» WHAT TO PRODUCE:
Every line of the data must be copied exactly.

(DATA SUPPLIED)

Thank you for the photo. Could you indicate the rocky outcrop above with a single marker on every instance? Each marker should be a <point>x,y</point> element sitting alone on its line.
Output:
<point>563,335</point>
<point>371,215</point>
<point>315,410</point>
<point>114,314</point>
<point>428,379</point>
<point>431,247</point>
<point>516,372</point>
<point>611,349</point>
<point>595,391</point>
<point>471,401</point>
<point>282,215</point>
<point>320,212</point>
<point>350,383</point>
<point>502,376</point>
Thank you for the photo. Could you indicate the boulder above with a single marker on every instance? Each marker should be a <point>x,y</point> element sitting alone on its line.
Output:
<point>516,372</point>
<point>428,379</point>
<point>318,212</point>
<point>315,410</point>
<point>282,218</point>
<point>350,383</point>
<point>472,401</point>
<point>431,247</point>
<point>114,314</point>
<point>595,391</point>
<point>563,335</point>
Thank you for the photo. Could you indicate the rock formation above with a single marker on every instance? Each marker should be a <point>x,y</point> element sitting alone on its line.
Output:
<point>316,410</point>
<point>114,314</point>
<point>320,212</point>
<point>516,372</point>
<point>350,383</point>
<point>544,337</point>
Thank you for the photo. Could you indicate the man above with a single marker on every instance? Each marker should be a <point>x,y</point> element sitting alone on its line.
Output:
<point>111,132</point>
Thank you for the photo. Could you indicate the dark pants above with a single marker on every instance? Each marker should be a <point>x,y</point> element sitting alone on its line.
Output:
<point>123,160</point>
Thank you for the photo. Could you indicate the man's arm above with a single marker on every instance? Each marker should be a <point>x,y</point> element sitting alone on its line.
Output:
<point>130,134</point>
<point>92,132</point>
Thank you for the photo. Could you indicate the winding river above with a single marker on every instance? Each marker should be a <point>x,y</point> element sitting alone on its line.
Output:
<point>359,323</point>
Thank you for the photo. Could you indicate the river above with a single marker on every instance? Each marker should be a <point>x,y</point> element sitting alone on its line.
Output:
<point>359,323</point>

(End DATA SUPPLIED)

» SOLUTION TO THIS PROBLEM:
Thank you for the photo. Could you indicate the rocky outcrop above with a single marker on every instance? Each marker should be a <point>x,y</point> element sitting alone on its line.
Output:
<point>563,335</point>
<point>371,215</point>
<point>315,410</point>
<point>114,314</point>
<point>428,379</point>
<point>431,247</point>
<point>516,372</point>
<point>611,349</point>
<point>595,391</point>
<point>471,401</point>
<point>282,215</point>
<point>320,212</point>
<point>350,383</point>
<point>502,376</point>
Thank you for the photo. Could you indicate the boulder above with a single marker on every instance? Each marker should be a <point>x,y</point> element sitting alone on its line.
Output:
<point>516,372</point>
<point>428,379</point>
<point>318,212</point>
<point>315,410</point>
<point>282,218</point>
<point>350,383</point>
<point>472,401</point>
<point>431,247</point>
<point>114,314</point>
<point>595,391</point>
<point>563,335</point>
Thank you for the photo. Could you indicate the rock formation above with a single marker on every instance? Each marker should be a <point>x,y</point> element sitting alone on its line.
Output:
<point>316,410</point>
<point>114,314</point>
<point>320,212</point>
<point>516,372</point>
<point>350,383</point>
<point>544,337</point>
Thank you for the photo. Could you indicate the man above with a single marker on every instance? Each marker should be a <point>x,y</point> element sitting alone on its line.
Output:
<point>111,132</point>
Thank you for the photo. Could you indicate the dark pants above with a single marker on every instance? Each marker should be a <point>x,y</point> element sitting alone on its line.
Output:
<point>123,160</point>
Thank you for the photo. Could you indicate the man's arm above with a single marker on every instance? Each marker should be a <point>x,y</point> element sitting alone on its line.
Output:
<point>130,134</point>
<point>92,132</point>
Thank you for the photo. Could you indicate the winding river above with a single marker on every instance? Each marker should be a <point>x,y</point> element sitting alone on its line.
Output:
<point>359,323</point>
Thank you for the photo. Could you indicate the river above with a single marker on every instance? Each marker should be a <point>x,y</point> element sitting alone on its line.
Output:
<point>359,323</point>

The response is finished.